Given task
Repeat the stretch of items from the line that contains "Note: pick out the flat" through the line that contains "column 399, row 217", leaving the pictures out of your answer.

BEGIN Source material

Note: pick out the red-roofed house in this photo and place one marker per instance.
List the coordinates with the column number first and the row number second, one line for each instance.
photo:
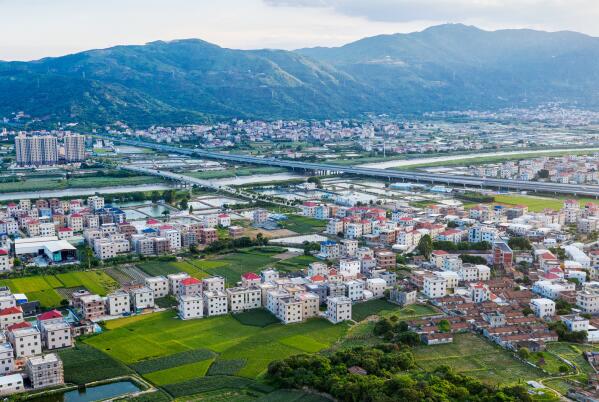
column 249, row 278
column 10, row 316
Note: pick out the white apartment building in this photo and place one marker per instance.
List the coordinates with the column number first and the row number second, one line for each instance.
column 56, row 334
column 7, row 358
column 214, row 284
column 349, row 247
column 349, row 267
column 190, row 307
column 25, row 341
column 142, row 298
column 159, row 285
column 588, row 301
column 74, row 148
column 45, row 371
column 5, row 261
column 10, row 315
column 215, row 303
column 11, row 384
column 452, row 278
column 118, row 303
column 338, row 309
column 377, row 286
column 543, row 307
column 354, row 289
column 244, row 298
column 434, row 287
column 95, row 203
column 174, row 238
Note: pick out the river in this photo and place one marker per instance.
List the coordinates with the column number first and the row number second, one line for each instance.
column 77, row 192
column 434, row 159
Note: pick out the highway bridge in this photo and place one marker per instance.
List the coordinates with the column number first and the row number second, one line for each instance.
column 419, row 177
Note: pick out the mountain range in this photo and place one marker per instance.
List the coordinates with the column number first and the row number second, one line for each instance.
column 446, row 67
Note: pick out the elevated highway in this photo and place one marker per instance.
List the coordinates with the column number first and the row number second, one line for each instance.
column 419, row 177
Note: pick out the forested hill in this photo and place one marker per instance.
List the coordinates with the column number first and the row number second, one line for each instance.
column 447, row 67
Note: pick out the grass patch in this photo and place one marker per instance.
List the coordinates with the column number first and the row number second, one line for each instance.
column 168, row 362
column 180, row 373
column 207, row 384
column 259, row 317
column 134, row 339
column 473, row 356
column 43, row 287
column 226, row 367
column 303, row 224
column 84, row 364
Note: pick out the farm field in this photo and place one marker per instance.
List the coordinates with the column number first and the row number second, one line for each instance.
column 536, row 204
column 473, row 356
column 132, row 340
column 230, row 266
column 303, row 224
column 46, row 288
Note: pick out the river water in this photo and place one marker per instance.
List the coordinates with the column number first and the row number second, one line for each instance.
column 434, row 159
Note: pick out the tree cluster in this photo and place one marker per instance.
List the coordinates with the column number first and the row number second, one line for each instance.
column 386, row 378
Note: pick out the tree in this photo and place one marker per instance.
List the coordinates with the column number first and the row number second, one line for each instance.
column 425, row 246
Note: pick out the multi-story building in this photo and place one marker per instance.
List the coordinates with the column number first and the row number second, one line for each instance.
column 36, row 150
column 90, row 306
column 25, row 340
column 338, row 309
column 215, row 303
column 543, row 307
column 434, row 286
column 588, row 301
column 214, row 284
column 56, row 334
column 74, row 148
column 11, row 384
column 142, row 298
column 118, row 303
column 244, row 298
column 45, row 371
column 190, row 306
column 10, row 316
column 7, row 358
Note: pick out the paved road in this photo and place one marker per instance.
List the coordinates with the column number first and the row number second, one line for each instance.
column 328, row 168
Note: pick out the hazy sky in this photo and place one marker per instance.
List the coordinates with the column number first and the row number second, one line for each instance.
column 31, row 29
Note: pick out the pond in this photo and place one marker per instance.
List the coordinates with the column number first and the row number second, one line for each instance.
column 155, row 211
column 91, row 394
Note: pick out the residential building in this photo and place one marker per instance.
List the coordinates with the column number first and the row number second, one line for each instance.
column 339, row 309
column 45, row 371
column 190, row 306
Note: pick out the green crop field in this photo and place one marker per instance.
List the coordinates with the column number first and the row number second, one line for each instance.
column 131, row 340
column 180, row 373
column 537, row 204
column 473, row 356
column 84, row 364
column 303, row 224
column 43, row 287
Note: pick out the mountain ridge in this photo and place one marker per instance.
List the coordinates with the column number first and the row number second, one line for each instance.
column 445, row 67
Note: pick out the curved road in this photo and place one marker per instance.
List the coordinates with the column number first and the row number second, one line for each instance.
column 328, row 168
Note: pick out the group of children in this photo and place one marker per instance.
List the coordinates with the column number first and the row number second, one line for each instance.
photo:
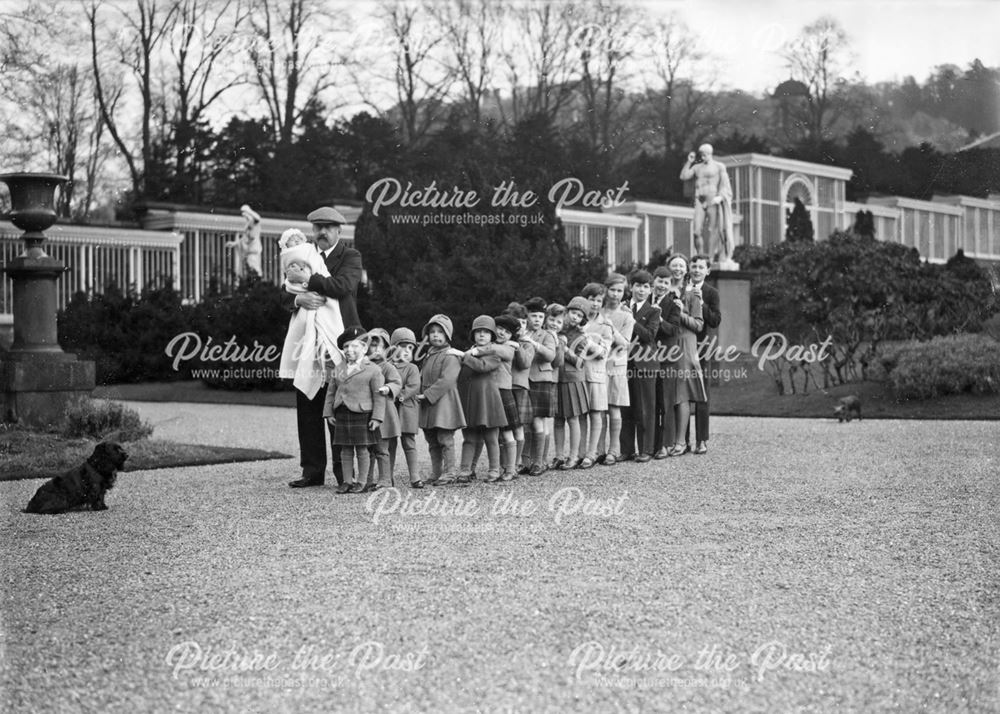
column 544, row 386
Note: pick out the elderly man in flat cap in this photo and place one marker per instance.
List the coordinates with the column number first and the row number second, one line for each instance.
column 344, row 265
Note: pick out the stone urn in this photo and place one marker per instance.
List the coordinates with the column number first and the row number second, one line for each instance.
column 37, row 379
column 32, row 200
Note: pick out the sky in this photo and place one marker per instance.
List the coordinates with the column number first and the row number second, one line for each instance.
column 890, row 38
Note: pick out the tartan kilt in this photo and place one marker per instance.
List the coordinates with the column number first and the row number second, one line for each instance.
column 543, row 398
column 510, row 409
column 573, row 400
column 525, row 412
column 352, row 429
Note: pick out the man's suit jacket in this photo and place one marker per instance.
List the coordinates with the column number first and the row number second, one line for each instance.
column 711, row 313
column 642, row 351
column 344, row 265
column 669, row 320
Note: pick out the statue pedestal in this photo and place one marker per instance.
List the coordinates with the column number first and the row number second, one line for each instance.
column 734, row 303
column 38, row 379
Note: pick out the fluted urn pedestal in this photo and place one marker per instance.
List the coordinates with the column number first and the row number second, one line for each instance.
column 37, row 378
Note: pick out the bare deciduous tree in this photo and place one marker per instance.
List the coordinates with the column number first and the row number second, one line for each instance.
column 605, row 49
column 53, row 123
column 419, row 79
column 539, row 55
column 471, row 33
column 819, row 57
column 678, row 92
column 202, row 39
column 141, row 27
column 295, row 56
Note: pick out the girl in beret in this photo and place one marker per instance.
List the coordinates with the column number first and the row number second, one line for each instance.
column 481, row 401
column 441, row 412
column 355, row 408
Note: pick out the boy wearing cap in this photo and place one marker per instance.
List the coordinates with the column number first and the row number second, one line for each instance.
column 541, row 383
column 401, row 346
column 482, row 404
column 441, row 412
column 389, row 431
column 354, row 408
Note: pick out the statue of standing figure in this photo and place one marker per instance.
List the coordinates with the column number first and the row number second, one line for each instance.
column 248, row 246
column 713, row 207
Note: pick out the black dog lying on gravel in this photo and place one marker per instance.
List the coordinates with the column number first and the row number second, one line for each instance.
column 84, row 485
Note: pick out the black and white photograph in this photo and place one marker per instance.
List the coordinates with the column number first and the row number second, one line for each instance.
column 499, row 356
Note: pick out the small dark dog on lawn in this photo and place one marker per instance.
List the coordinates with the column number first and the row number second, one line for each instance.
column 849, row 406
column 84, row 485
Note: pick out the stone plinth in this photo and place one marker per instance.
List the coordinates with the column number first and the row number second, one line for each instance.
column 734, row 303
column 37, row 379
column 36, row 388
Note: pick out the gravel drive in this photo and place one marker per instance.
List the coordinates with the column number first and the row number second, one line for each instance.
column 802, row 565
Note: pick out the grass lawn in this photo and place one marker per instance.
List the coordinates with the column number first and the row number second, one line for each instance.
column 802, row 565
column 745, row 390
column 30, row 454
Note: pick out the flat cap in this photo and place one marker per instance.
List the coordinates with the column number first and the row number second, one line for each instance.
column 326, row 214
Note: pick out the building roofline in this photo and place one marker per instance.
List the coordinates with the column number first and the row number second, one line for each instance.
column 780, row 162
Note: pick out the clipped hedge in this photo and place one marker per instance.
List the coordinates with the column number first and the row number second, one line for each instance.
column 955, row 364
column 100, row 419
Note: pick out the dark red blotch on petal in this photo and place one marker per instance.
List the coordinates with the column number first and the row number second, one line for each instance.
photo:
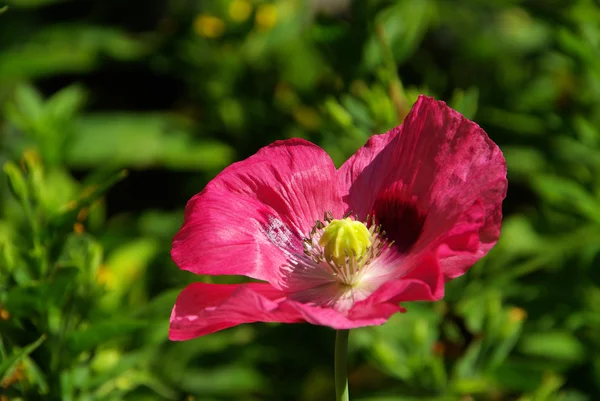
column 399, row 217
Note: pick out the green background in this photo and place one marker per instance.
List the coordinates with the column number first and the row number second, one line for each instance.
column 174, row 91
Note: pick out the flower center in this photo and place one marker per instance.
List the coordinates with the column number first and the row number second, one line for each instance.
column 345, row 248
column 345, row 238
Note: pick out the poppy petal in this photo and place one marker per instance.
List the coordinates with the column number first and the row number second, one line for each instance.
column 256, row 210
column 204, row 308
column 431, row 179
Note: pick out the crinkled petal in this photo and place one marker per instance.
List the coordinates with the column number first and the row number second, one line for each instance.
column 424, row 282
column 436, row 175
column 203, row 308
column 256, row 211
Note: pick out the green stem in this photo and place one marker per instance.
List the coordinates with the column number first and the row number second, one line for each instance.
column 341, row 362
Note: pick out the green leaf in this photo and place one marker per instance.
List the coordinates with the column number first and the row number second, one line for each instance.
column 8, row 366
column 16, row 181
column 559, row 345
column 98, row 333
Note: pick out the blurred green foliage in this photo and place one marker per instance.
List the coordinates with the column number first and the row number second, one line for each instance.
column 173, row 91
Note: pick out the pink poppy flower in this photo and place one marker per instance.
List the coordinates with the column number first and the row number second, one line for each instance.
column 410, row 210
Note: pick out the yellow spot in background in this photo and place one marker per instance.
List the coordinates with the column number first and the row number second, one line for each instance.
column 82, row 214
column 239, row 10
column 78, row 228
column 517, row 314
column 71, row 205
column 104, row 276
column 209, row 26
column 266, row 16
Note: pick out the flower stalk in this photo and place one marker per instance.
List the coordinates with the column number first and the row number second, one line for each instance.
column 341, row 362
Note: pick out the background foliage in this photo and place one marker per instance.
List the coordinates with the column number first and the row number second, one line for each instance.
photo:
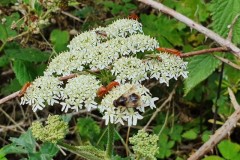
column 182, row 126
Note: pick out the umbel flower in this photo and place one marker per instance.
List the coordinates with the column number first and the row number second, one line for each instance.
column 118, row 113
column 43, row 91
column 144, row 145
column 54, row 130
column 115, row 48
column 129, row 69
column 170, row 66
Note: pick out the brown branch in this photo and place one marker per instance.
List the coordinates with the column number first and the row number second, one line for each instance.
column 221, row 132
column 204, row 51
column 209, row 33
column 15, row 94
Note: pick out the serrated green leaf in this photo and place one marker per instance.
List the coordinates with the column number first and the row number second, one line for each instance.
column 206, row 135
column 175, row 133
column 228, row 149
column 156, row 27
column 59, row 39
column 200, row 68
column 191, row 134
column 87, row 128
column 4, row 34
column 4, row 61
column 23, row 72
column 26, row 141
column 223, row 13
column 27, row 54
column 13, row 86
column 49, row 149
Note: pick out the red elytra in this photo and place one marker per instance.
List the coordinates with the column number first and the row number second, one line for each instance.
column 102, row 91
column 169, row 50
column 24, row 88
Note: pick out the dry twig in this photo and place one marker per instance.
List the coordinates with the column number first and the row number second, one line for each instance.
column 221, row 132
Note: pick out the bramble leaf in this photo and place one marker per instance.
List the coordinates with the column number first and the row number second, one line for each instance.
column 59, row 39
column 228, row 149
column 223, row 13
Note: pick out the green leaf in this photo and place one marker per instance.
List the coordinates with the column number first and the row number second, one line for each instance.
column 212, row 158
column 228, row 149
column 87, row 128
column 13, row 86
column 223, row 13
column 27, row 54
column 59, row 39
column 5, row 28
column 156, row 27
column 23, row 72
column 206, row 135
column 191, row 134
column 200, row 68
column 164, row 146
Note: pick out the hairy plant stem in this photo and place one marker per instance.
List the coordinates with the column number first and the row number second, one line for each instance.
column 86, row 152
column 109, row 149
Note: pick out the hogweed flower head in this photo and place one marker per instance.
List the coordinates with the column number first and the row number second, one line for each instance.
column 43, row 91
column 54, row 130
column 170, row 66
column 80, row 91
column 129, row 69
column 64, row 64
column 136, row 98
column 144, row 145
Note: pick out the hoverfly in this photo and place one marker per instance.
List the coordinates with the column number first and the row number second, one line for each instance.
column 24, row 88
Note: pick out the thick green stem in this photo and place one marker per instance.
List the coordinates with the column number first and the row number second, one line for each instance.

END Source material

Result of the task
Note: pick out the flat cap in this photo and place one marker per instance.
List the coordinates with the column number first and the row number second, one line for each instance.
column 326, row 214
Note: pick out the building roofline in this photo and place one marker per instance.
List the coordinates with the column number first and the row number second, one line for each instance.
column 780, row 162
Note: pick out the clipped hedge in this photo and place one marker per instance.
List the coordinates with the column number first and the row number second, one line for each instance.
column 955, row 364
column 100, row 419
Note: pick out the dark red blotch on petal in this photo and place one marker per instance.
List the coordinates with the column number first and the row number second, one line for each instance.
photo:
column 399, row 217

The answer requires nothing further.